= Text shown =
Easy Trig Question FAN ANDA MEDAL

Question

crashonce · Answer

$$\sin^2A/2 + \sin^2B/2 + \sin^2C/2 = 1-2sinA/2sinB/2sinC/2$$

crashonce · Answer

@ganeshie8

crashonce · Answer

@zepdrix

jenniferjuice · Answer

Sin[A]^2/2 + Sin[B]^2/2 + Sin[C]^2/2 = 1 - (Sin[A] Sin[B] Sinc[x])/4

jenniferjuice · Answer

Dont know if thats whats your looking for

crashonce · Answer

its sin^2 (A/2) etc.

crashonce · Answer

and on the RHS its 2 sin (A/2) etc

jenniferjuice · Answer

x = sin^(-1)((-2 sin(A/2) sin(B/2) sin(C/2)-sin^2(A/2)-sin^2(B/2)+1)^(1/C))

jenniferjuice · Answer

jenniferjuice · Answer

This might help, not really sure though.

crashonce · Answer

no theres no x

jenniferjuice · Answer

jenniferjuice · Answer

My bad, misplaced the parentheses.

anonymous · Answer

To me, the expression is unclear. I don't get what we are supposed to do. Can you use latex to type it clearer.??

= Supplied data =
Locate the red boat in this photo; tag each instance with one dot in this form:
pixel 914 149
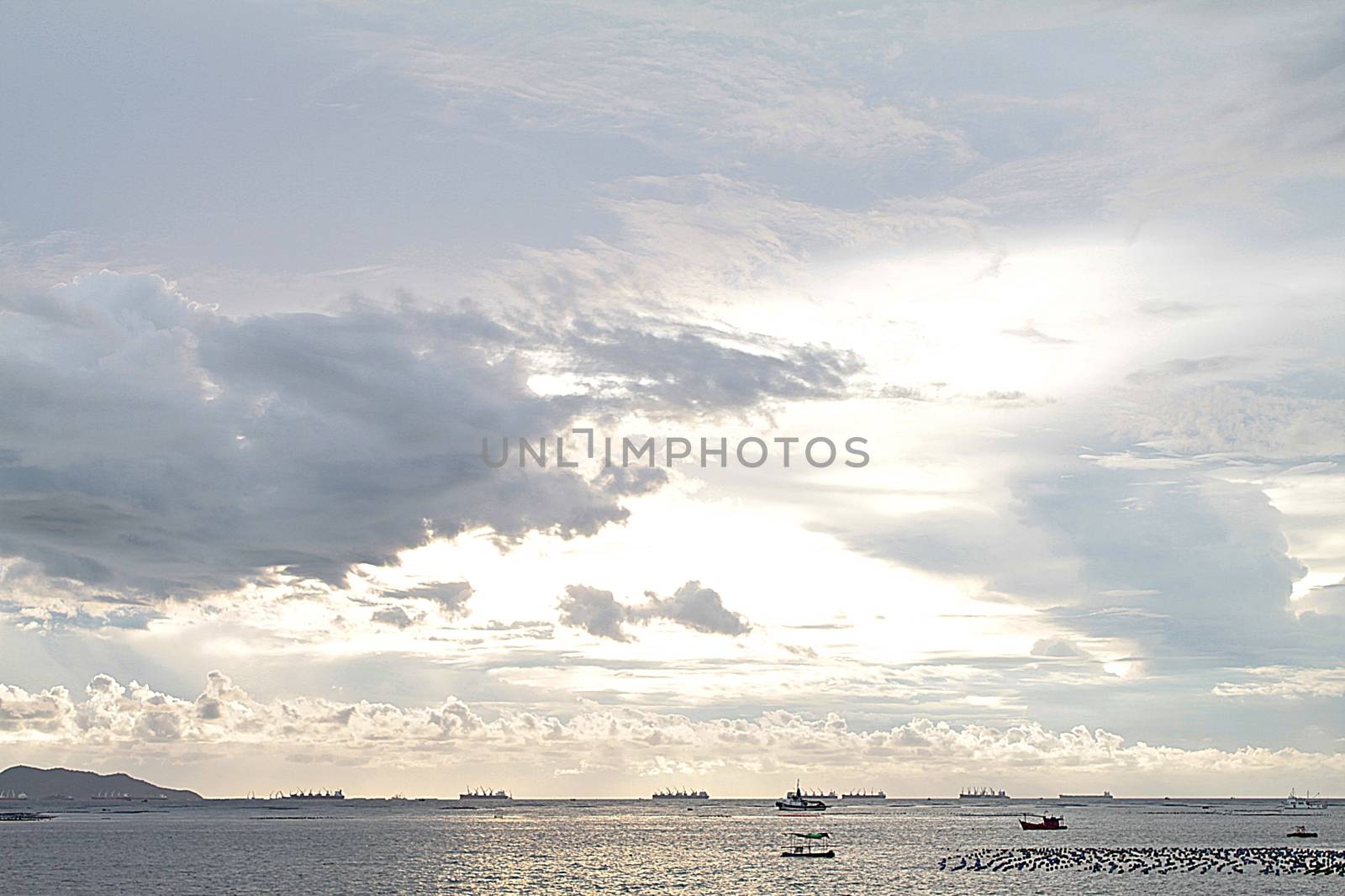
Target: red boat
pixel 1048 822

= Directives =
1 - In the trig identity thread, what does jenniferjuice say she got wrong?
2 - Please carry on the forum thread about the trig identity, starting right after its last post.

= Responses per task =
1 - She misplaced the parentheses.

2 -
anonymous · Answer

especially the right hand side, which is /.../.../ ??? divide/ divide/ divide. Ha!!!

crashonce · Answer

$$\sin^2\frac{ A }{2 }+\sin^2\frac{ B }{ 2 }+\sin^2\frac{ C }{ 2 }=1-2\sin \frac{ A }{ 2 }\sin \frac{ B }{ 2 }\sin \frac{ C }{ 2 }$$

anonymous · Answer

oh, I got it, it is sin (A/2) sin (B/2) sin(C/2) and we have to prove it, right?

jenniferjuice · Answer

Yeah, now looking at it I'm pretty sure its a proof.

crashonce · Answer

where A+B+C=180 sorry

anonymous · Answer

do you know the half angle formulas? or are you not to use them in this proof

crashonce · Answer

how would the half angle formula help?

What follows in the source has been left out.